• [Stated goal A]: In the fish satay post, reproduce word for word everything from "Back on the" down to "ikan (fish satays).".

Category Archives: Indonesia

Sate Ikan (Fish Satays)

We are back in Indonesia for a month and one of the things we really love about Indonesia is the food! We are moored at Pulau Weh, actually we are moored off a smaller island call Pulau Rubiah. The snorkelling here is fantabulous, as is the food! We have discovered a local delicacy called sate gurita (sate octopus). Delicious and tender, it awoke memories of our time with our boys at Gili Air when we sailed there for Christmas 2014. I cooked sate ikan, using some marlin we caught in Australia. It was part of a feast that I cooked up on the boat for a friend who wanted to film it.

Sate Ikan
Sate Ikan

While anchored off Gili Air (Lombok Indonesia)  with our son’s Jedd, Alex, Kye and two of their girlfriends, we had a visit from Jackie and her son Alexander. Jacqui was interested in filming a short video of us cooking up a storm on Thorfinn.  I hadn’t had time to think about what to cook and therefore had not shopped in Bali before we left. So, before I could decide what to cook, I had to look at what I had on the boat and then I had to go ashore to see what I could purchase on the small island of Gili Air. In the tiny village I found a shop selling some fresh produce and a very limited array of other supermarket goods. I choose some things I love to cook with – limes, ginger, garlic, chillies, galangal – while I gradually formulate an idea of what I would cook.

Shopping for chillies, lime, galangal etc.

Back on the Thorfinn I fine-tuned my proposed menu. When in Indonesia, do as the Indo’s… I decided to cook some Indonesian favourites. Ikan Bakar (grilled fish), sambal and sate ikan (fish satays).

So, while the boys enjoyed the swimming and snorkelling, and the girls chilled out on the sun-beds with a cocktail, Dwayne and I cooked and Jacqui filmed. It was a lot of fun and when it was ready the kids joined us on Thorfinn for a feast. As we sat around Jedd’s surfboard, which had become our makeshift table for the day, we enjoyed the sunset and the company of family and friends… and I think we all privately reflected on how lucky we were.

• [Stated goal B]: How many lines in the listing below contain the string "slab", with case counting? Give only the number.

• [Raw data]:
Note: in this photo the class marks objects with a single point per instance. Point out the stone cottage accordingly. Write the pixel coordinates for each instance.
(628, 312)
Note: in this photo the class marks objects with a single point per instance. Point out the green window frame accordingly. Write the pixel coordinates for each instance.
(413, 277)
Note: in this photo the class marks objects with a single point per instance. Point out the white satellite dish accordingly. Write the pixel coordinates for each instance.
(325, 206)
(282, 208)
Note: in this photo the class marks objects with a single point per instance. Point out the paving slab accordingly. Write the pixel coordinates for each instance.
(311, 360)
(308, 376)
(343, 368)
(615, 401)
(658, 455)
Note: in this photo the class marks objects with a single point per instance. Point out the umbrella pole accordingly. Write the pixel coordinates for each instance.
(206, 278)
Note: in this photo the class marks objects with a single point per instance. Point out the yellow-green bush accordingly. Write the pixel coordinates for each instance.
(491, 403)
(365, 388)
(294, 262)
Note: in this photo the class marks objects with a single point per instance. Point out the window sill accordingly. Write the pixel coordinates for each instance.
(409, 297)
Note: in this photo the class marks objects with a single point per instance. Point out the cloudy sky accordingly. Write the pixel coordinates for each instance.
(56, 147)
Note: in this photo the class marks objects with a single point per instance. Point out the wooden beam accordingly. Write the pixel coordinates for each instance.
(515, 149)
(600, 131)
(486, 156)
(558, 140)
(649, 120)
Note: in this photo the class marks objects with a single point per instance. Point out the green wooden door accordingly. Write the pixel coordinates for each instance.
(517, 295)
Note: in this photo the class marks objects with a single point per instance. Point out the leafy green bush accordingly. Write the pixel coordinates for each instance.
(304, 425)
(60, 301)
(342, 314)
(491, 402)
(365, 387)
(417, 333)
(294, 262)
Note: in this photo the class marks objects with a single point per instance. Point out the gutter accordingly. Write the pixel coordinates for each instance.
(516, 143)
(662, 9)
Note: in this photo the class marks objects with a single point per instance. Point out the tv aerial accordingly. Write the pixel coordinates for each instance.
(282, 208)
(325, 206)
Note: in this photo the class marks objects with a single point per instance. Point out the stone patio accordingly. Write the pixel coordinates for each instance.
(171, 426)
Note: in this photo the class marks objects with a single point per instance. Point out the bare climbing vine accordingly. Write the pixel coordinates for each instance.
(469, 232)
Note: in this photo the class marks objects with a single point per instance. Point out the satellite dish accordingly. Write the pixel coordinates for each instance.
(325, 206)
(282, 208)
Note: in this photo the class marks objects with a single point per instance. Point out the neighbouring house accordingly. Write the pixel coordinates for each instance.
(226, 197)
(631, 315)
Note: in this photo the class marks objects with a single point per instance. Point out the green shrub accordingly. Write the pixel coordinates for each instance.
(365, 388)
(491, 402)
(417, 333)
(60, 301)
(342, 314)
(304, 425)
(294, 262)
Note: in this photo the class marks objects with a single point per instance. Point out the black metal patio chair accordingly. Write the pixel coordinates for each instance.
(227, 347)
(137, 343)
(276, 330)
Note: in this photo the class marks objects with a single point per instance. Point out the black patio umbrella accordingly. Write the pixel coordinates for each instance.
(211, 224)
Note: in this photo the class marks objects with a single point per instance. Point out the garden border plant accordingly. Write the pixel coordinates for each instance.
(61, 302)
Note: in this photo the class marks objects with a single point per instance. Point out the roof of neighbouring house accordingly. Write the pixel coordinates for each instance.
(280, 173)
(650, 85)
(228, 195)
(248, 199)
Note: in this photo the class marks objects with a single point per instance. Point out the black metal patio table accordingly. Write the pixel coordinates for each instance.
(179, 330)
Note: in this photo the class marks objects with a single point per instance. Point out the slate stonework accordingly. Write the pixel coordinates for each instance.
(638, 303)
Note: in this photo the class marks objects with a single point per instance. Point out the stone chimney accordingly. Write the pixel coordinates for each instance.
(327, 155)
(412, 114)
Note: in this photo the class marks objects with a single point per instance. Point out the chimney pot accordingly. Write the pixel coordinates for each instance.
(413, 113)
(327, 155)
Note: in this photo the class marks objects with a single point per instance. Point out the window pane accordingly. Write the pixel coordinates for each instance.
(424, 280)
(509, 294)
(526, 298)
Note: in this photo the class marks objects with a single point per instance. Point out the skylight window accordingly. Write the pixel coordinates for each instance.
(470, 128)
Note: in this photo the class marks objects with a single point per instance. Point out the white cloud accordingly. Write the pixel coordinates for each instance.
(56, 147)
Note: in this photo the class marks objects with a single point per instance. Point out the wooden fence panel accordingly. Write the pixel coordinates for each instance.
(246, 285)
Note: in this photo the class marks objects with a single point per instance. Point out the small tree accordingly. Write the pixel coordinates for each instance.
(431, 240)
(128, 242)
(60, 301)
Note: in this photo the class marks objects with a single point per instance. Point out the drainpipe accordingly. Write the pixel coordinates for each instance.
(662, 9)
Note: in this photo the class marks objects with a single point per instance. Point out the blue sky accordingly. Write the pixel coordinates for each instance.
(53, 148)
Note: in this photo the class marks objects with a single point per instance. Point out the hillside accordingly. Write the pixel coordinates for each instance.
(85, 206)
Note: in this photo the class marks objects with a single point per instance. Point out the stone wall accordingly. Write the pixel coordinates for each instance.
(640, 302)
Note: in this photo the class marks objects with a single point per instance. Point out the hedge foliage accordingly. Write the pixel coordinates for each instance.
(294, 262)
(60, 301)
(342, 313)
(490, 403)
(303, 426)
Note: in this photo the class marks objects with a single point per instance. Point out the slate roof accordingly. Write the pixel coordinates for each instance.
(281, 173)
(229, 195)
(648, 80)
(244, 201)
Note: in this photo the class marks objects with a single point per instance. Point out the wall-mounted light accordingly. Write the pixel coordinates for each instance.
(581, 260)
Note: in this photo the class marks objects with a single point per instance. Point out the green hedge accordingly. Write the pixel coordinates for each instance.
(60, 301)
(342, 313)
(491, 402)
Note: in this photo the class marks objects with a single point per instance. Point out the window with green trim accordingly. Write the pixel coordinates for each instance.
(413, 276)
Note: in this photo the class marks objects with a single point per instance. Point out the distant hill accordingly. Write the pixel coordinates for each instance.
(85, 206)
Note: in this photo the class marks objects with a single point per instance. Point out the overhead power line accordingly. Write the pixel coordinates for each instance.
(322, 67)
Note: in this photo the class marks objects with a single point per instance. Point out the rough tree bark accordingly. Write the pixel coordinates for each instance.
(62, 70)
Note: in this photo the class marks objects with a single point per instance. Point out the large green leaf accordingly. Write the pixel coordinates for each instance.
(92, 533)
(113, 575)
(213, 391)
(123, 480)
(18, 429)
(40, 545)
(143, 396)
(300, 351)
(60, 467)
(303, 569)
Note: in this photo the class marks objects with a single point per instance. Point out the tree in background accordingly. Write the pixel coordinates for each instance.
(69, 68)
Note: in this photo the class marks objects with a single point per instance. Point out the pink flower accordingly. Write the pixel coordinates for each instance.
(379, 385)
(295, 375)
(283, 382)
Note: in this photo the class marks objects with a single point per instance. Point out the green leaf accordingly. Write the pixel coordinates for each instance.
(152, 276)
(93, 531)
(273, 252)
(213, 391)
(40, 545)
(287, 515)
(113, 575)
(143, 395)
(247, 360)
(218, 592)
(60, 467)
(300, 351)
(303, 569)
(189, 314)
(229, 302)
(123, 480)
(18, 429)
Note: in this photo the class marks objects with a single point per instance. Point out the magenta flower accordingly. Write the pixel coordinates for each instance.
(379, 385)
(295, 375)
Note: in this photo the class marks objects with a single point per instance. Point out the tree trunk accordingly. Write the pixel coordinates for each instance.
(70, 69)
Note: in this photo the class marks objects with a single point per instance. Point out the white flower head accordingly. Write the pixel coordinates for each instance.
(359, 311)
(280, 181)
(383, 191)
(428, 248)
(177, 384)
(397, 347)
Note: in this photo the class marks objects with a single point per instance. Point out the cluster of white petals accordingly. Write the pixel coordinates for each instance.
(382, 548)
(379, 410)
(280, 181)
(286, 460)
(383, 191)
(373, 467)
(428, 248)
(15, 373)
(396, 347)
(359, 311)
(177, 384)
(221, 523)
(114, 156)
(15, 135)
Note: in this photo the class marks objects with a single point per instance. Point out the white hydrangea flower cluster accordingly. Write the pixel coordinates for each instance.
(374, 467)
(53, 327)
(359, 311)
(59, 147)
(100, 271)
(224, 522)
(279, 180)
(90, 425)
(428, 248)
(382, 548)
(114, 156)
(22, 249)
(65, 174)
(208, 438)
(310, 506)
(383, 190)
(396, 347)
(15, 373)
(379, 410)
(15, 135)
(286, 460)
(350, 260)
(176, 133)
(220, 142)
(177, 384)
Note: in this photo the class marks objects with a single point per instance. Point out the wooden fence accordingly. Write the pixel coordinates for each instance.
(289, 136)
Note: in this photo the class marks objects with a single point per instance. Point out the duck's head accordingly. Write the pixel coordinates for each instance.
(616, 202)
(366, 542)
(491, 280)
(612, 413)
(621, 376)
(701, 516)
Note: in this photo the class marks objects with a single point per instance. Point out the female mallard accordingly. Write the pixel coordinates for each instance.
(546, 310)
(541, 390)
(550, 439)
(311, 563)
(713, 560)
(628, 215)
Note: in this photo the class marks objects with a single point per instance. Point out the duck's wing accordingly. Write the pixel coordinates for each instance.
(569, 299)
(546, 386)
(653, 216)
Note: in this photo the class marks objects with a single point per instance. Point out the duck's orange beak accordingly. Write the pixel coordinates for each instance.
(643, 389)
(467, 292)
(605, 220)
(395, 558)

• [Response A]:
Back on the Thorfinn I fine-tuned my proposed menu. When in Indonesia, do as the Indo’s… I decided to cook some Indonesian favourites. Ikan Bakar (grilled fish), sambal and sate ikan (fish satays).

• [Response B]: 1